═══ Brano fornito ═══

Tanja Horstmann Quando si dice che il teatro è vita penso ad alcuni non-attori che ho visto vivere in scena nelle nostre Azioni. Loro non recitano, semplicemente sono mentre eseguono col loro corpo o la loro voce un’indicazione di regia. Il passo al rallentatore di Noël con la valigia in mano, “J’accuse” di Afam che racconta il suo viaggio attraverso il deserto, lo sguardo ipnotico di Imran nell’esercizio dello specchio, la danza di Zabi, il pane duro spezzato da Omid, la scopa con cui Badsha si difende dal gruppo che vuole travolgerlo, la mano di Ali Can che si posa sulla spalla di Ezechiel. Eseguono, ma probabilmente vivono: l’intensità e la credibilità assoluta delle loro azioni lo fa pensare. Vedere loro fa capire che è inutile voler riprodurre certe verità che non si sono vissute, che servono altri stratagemmi per raccontare la vita.

═══ Righe mostrate ═══

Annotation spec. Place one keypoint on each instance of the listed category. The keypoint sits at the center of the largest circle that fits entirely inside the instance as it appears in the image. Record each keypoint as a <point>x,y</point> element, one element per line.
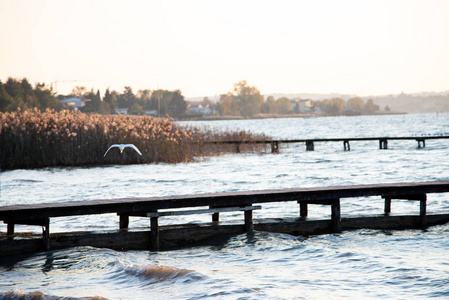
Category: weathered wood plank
<point>129,205</point>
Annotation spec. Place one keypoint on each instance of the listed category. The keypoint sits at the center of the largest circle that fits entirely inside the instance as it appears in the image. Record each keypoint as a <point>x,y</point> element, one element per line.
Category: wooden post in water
<point>423,210</point>
<point>154,233</point>
<point>124,221</point>
<point>10,229</point>
<point>46,233</point>
<point>249,225</point>
<point>387,205</point>
<point>421,143</point>
<point>303,209</point>
<point>309,145</point>
<point>336,216</point>
<point>275,147</point>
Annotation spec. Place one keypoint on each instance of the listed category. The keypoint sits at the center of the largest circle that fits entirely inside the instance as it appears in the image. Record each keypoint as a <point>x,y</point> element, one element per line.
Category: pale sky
<point>203,47</point>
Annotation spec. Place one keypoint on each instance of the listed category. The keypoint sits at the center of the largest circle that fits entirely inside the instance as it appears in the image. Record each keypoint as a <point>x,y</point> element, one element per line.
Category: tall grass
<point>33,139</point>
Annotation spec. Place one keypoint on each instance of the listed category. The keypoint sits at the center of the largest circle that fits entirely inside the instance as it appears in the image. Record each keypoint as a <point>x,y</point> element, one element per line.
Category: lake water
<point>363,264</point>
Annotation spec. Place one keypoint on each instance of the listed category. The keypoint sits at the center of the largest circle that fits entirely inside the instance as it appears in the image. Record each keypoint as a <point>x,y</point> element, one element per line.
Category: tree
<point>227,105</point>
<point>79,91</point>
<point>177,105</point>
<point>370,107</point>
<point>6,101</point>
<point>271,107</point>
<point>249,99</point>
<point>284,105</point>
<point>333,107</point>
<point>127,98</point>
<point>354,106</point>
<point>93,102</point>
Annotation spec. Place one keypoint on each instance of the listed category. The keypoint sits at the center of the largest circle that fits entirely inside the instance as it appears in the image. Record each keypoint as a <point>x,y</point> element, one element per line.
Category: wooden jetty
<point>156,236</point>
<point>310,143</point>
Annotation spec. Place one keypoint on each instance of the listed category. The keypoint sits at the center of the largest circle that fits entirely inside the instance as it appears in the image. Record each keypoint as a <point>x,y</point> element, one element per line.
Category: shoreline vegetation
<point>243,101</point>
<point>35,139</point>
<point>279,116</point>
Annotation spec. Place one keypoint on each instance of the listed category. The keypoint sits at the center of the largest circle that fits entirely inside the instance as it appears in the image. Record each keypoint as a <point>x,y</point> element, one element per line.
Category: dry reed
<point>34,139</point>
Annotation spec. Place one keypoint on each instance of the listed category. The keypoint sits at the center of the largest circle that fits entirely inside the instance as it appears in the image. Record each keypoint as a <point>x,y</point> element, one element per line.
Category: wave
<point>22,295</point>
<point>156,273</point>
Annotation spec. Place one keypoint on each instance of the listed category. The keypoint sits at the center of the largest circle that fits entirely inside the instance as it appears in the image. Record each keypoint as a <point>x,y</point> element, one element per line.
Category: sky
<point>203,47</point>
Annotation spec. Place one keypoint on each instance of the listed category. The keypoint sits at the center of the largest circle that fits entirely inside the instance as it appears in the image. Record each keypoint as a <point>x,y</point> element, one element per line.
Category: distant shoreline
<point>278,116</point>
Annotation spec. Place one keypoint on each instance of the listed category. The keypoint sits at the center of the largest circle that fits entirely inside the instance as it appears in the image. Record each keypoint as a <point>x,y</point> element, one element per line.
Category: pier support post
<point>421,143</point>
<point>155,233</point>
<point>249,225</point>
<point>310,146</point>
<point>275,147</point>
<point>124,221</point>
<point>423,210</point>
<point>46,234</point>
<point>10,229</point>
<point>336,215</point>
<point>303,209</point>
<point>387,205</point>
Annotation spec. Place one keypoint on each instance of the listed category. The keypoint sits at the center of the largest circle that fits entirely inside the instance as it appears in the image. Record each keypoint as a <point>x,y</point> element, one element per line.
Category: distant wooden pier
<point>310,143</point>
<point>214,204</point>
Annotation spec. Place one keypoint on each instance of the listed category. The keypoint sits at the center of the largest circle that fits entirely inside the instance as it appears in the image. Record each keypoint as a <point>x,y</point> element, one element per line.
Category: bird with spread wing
<point>122,147</point>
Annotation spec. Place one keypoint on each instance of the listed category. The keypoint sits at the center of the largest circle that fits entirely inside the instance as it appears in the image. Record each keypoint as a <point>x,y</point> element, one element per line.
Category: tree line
<point>18,94</point>
<point>246,101</point>
<point>243,100</point>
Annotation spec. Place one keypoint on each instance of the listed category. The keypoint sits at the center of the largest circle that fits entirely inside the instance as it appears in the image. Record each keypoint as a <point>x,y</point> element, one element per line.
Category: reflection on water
<point>363,264</point>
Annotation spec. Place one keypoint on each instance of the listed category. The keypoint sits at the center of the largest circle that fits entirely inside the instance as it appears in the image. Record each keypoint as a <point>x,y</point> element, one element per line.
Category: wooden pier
<point>154,208</point>
<point>310,143</point>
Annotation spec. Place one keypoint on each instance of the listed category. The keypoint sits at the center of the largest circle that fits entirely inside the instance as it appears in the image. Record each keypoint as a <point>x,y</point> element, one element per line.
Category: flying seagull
<point>122,147</point>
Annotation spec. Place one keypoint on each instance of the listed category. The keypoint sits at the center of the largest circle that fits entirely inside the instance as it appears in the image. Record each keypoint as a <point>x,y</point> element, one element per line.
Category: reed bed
<point>35,139</point>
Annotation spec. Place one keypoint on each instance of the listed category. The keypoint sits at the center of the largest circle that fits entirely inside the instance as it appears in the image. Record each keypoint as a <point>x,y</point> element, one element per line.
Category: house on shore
<point>73,102</point>
<point>302,106</point>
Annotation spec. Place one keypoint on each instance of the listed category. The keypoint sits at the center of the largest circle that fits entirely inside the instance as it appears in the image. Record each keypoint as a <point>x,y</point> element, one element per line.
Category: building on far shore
<point>301,106</point>
<point>74,102</point>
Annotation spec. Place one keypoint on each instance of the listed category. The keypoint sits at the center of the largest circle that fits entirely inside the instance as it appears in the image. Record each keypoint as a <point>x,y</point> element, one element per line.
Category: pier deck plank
<point>135,205</point>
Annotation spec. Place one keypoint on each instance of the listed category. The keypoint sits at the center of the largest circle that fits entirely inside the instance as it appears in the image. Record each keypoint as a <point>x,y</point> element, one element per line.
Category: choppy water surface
<point>359,264</point>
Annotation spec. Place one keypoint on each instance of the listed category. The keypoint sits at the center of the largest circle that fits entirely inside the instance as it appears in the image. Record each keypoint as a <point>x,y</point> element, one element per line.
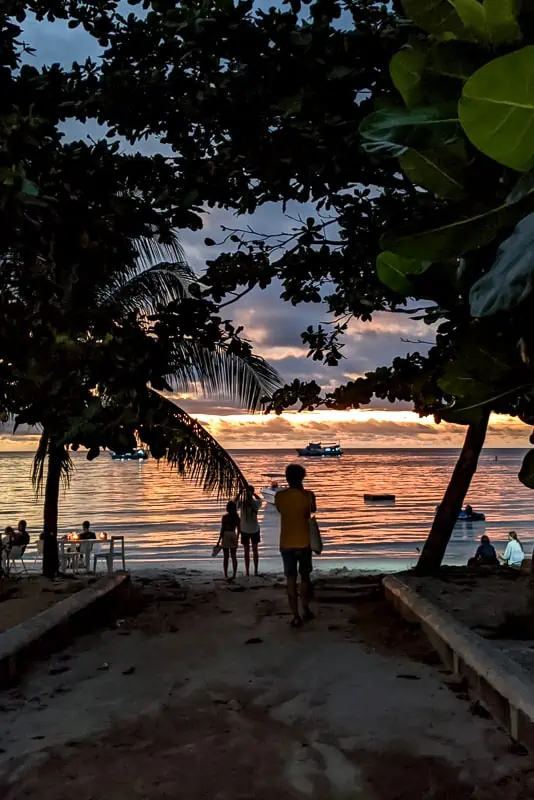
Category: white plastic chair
<point>13,555</point>
<point>111,554</point>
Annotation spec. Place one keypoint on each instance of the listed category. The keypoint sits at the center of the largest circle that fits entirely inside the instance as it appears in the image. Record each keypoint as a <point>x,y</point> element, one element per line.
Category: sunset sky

═══

Compiti da svolgere:
A) Nel brano sul teatro, che cosa spezza Omid?
B) Riporta dal brano sul teatro il passo da "Tanja Horstmann Quando" a "raccontare la vita.".
Le righe non hanno alcun legame con il brano.

Risposte ai compiti:
A) Il pane duro.

B)
Tanja Horstmann Quando si dice che il teatro è vita penso ad alcuni non-attori che ho visto vivere in scena nelle nostre Azioni. Loro non recitano, semplicemente sono mentre eseguono col loro corpo o la loro voce un’indicazione di regia. Il passo al rallentatore di Noël con la valigia in mano, “J’accuse” di Afam che racconta il suo viaggio attraverso il deserto, lo sguardo ipnotico di Imran nell’esercizio dello specchio, la danza di Zabi, il pane duro spezzato da Omid, la scopa con cui Badsha si difende dal gruppo che vuole travolgerlo, la mano di Ali Can che si posa sulla spalla di Ezechiel. Eseguono, ma probabilmente vivono: l’intensità e la credibilità assoluta delle loro azioni lo fa pensare. Vedere loro fa capire che è inutile voler riprodurre certe verità che non si sono vissute, che servono altri stratagemmi per raccontare la vita.